I love your website!
I’m in a college English Comp class and am working on a thesis paper.
(MLA format)
I’m quoting an author named John Banzhaf and have a question about how to cite the quote.
My author’s essay is actually a transcript of his Congressional testimony.
He uses footnotes to provide references to validate his statements.
In one of his footnotes, he quotes an excerpt from an article in the New York Times.
I’ve quoted that same NYT excerpt.
How would I format the quote citation?
Do I cite the quote as coming from the author’s body of work, and not worry about it’s original source?
I’m thinking it should be:
(I’ve included my own lead-in, for your to see what I’m trying to quote)
…it is one of these footnotes that refers us to a study done by the National Bureau of Economic Statistics and subsequently reported in the New York Times that the “growth of fast-food accounted for 68 percent of the rise in American obesity”. (Banzhaf 166)
I asked my professor, and she wasn’t sure.
MLA’s website doesn’t provide specific formatting help (buy the book :)
and Purdue doesn’t mention a quote within a quote…
Thank you for any help!!!
You are an ENORMOUS help to us literary n00bs :)
~Kathy
You’re playing the telephone game — I am reading what you say Banzhaf said the New York Times said something called the “National Bureau of Economic Statistics” said.
I just did a Google search, and I found a US Bureau of Economic Analysis and National Bureau of Economic Research. I don’t know anything about economics, so I don’t know whether perhaps the same organization had a recent name change, but it looks to me like Google references to NBES are actually talking about the NBER instead. At any rate, that’s enough of a warning sign that I’d say the problem is not how to cite Banzhaf, but rather how to trace the 68% statistic directly to its source. (I’d start by looking for the NYT article that Banzhaf mentions.)
Dude!
You are bang on correct!
I’m looking at the author’s footnote, and it says “…STATISTICS”.
So I Google the article in the NYT by it’s title: “Belt-Loosening in the Work Force” (NYT 2 Mar 2003)
and the article’s author writes:
______________________________________
The economists — Shin-Yi Chou, Henry Saffer and Michael Grossman — presented their findings in a working paper called ”An Economic Analysis of Obesity” for the National Bureau of Economic Research. In the paper, the economists note that…
______________________________________
So I Google An Economic Analysis of Obesity and find it’s REALLY:
An Economic Analysis of Adult Obesity: Results from the Behavioral
Risk Factor Surveillance System
Shin-Yi Chou, Michael Grossman and Henry Saffer
NBER Working Paper No. 9247
October 2002
JEL No. I12, I18
The mis-cited, mis-cited :) statement is on page 28:
“Without trend terms, the increase in the per capita number of restaurants makes the
largest contribution to trends in weight outcomes, accounting for 69 percent of the growth in
BMI and 68 percent of the rise in the percentage obese.” (Chou 28)

..............................

> **Written problem a**: Rewrite all of the named object pointing rows below, requests included, and add -25 to each coordinate in the answer points.

Named object pointing entries
..............................

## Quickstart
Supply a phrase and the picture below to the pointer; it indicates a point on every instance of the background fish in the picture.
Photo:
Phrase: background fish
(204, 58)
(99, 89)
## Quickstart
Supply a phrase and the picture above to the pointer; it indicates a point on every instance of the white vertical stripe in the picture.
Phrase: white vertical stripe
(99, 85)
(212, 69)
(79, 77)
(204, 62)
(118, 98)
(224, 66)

..............................

> **Written problem b**: Extend the exchange about citing a quoted obesity statistic, starting after its final sentence.

> **Task result a**:
## Quickstart
Supply a phrase and the picture below to the pointer; it indicates a point on every instance of the background fish in the picture.
Photo:
Phrase: background fish
(179, 33)
(74, 64)
## Quickstart
Supply a phrase and the picture above to the pointer; it indicates a point on every instance of the white vertical stripe in the picture.
Phrase: white vertical stripe
(74, 60)
(187, 44)
(54, 52)
(179, 37)
(93, 73)
(199, 41)

> **Task result b**:
So, first, kudos to you!!! – for even taking the time to fact-check the quote…
If it wasn’t for you, I’d have been wrong, and wronger :)
Second, now that I have the correct citation information, do I
a) cite Banzhaf only, and
b) with a [sic]?
The reason I ask is… I learned from you, elsewhere on your site, that I should not quote from an “outside source”…
If I quote Chou’s paper, I’m thinking that is considered an “outside source”?
Wow.
You blow my doors off with your attention to detail.
Excellent, sir.
Pure excellence.
~Kathy
Your own detective work was pretty good, too! Most professional researchers will put this level of scrutiny into every source they plan to use in their papers, which is why it’s worth the effort for students to find and use peer-reviewed academic sources, rather than random web pages.
If you want to use that statistic, I wouldn’t cite Banzhaf at all — which looked like a random website, not a scholarly publication. Just cite the MBER paper directly.
Hey!
I just wanted to catch up and say thanks for your help.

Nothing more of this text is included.